What the exercise asks: Copy the part of the listing that opens with the line containing "the form (180,91);" and runs through the end of the listing, replacing every "puppy's" with "dog's" and leaving everything else unchanged. Return only that part.

Location identification entries
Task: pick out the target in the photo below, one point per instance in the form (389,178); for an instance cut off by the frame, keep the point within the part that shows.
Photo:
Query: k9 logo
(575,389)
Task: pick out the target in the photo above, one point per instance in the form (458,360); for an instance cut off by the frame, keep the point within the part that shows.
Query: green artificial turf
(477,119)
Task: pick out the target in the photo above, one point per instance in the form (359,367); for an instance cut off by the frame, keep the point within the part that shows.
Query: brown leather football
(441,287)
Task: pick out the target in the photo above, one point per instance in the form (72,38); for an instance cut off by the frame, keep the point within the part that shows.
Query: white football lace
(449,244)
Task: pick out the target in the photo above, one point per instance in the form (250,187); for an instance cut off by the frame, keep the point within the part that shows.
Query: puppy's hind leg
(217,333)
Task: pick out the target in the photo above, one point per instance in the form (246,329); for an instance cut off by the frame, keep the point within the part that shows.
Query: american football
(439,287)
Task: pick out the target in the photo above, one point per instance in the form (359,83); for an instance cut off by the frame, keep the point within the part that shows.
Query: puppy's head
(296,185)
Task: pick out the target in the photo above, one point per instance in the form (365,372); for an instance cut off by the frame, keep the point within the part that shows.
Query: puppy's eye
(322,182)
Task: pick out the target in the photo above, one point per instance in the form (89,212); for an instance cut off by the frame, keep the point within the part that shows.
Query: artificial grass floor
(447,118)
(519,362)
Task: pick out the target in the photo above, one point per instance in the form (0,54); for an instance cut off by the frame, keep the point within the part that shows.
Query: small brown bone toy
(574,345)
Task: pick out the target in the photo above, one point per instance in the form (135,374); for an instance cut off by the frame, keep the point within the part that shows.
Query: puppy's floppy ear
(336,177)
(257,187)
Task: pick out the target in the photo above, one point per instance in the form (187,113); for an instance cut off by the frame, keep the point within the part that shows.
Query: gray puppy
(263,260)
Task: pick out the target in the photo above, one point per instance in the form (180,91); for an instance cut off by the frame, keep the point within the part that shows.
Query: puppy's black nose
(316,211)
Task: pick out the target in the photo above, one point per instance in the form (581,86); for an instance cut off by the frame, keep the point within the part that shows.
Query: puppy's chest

Written response:
Task: pick out the target in the photo above, one point per instance in the form (180,91); for an instance cut off by the frame, keep the point within the part that shows.
Query: dog's black nose
(316,211)
Task: pick out the target in the photo above, one point per instance in the form (581,86); for an instance cut off by the frame, keep the point within the part that shows.
Query: dog's chest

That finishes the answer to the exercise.